**Exercise requirements**
Extract the complete listing and output it unchanged.

**Records for this exercise**

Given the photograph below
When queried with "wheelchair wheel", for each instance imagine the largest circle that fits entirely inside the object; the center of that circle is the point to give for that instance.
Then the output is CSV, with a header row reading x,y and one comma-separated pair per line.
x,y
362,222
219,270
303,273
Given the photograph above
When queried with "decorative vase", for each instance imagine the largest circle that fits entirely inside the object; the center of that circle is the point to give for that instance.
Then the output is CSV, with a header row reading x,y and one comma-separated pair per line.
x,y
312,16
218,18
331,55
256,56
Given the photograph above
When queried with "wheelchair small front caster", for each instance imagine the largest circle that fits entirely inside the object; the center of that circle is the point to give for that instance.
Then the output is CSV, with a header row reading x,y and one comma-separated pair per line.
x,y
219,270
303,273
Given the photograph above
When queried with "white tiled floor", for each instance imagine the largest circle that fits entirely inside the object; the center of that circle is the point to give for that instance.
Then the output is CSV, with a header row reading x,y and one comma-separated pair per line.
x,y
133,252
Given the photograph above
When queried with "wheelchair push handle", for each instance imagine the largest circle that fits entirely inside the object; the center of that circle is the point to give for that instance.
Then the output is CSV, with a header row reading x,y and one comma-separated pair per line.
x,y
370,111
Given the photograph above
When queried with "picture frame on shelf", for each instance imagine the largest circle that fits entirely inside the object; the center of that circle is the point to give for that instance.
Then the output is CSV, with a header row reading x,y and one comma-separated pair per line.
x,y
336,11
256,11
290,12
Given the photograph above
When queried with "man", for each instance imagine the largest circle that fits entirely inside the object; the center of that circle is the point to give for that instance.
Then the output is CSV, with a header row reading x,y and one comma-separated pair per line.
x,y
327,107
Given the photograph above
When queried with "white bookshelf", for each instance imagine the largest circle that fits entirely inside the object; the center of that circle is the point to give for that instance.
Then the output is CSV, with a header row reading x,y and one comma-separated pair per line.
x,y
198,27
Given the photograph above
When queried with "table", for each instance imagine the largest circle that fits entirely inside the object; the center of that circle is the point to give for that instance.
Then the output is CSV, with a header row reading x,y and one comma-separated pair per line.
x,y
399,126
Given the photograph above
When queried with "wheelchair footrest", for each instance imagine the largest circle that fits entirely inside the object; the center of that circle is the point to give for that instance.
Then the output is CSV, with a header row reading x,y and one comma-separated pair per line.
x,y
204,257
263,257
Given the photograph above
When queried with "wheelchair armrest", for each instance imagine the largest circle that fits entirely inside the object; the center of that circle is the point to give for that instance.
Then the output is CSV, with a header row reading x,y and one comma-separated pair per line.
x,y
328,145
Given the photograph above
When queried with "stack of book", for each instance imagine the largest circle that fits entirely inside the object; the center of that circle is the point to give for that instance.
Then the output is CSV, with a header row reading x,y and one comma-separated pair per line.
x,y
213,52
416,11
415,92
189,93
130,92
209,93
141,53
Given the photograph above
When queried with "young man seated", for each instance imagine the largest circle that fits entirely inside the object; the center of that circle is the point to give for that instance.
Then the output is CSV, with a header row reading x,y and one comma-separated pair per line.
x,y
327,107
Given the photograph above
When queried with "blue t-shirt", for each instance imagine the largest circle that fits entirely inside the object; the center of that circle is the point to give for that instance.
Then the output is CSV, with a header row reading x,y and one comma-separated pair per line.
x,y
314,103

**Result for this exercise**
Given the photograph below
When queried with "wheelchair wheel", for each instance imagine the largest circle that fits entirely inside the object; the center of that circle is the point to give for that instance.
Then the output is CSV, with a header row reading x,y and one comma-separated pair per line.
x,y
362,222
219,270
303,273
Given the photograph above
When queried with "decorative vase", for each instance imagine the largest circle that fits entirely inside the object; the center of that circle is the point to give for that instance.
Then the output is CSV, with a header row reading x,y and one comma-separated pair per line.
x,y
312,16
218,18
331,55
256,56
Given the photograph above
When queried with "wheelchair small front caster", for each instance imagine the largest circle that fits entirely inside the object; the center of that circle is the point to give for that instance.
Then the output is CSV, with a header row reading x,y and one comma-separated pair per line.
x,y
219,270
303,273
Given the photograph above
When queried with "white tiled floor", for each instance imagine the largest circle that fits entirely inside the object; the center of that circle is the point to give for that instance.
Then the output is CSV, with a header row reading x,y and one comma-separated pair per line.
x,y
133,252
Given the photograph above
When queried with "wheelchair push handle", for each instance imagine the largest circle that fits entirely inside the object; the center of that circle is the point to give for that instance.
Then the output is CSV, with a header row reading x,y and one comma-separated pair per line.
x,y
370,111
Given the photograph above
When queried with "picture frame on shelf", for each instance imagine the largest circle that fits entirely inside the object; the center of that circle is the point to give for that instance.
Then the output is CSV, with a header row reading x,y and one comma-separated pair per line.
x,y
336,11
256,11
290,12
Given the photograph above
When queried with "man", for each instance imagine the largest circle that fits entirely inside the object; the center of that circle is the point to give for that instance.
Then the output is CSV, with a header row reading x,y and one comma-separated pair per line.
x,y
327,107
Given the photograph above
When queried with "white bookshelf", for each instance imagine the largest circle that fits entirely inside the object; the center of that circle is the point to give for that instance.
Then the output is CSV, with a header row reading x,y and one comma-separated pair per line.
x,y
198,27
Given the photograph above
When queried with "table", for each instance imagine the largest circle that fits entirely inside the object; the center of that circle is the point to give for that instance.
Then the output is CSV, with a header row reading x,y and one comma-separated pair per line.
x,y
399,126
Given the photograph above
When queried with "wheelchair footrest", for each instance imagine the largest circle that fits entirely inside the object; the center of that circle is the point to give for that instance.
Then the output is CSV, with a header row reading x,y and one comma-separated pair per line.
x,y
204,257
263,257
Given the photograph above
When queried with "wheelchair armrest", for each instance imagine the largest circle that fits entirely inside the object; the center of that circle is the point to give for that instance.
Then the output is CSV, with a header row reading x,y and one comma-separated pair per line.
x,y
328,145
Given the photograph above
When queried with "stack of book", for each instance imagine the largest circle that fits entirely inside the object; the center of that circle is the point to give for that instance.
Then the output is CSV, with a header row reading x,y and one comma-separated pair per line.
x,y
213,52
416,11
415,92
189,93
130,92
209,93
141,53
Given the photograph above
When queried with "young man seated", for each instance imagine the largest circle that fits entirely inside the object; the center of that circle is the point to give for that instance.
Then the output is CSV, with a header row reading x,y and one comma-separated pair per line.
x,y
327,107
Given the photograph above
When queried with "blue t-shirt", for each instance imagine the largest circle that fits entirely inside the object; the center of that circle is the point to give for that instance.
Then the output is CSV, with a header row reading x,y and one comma-separated pair per line.
x,y
314,103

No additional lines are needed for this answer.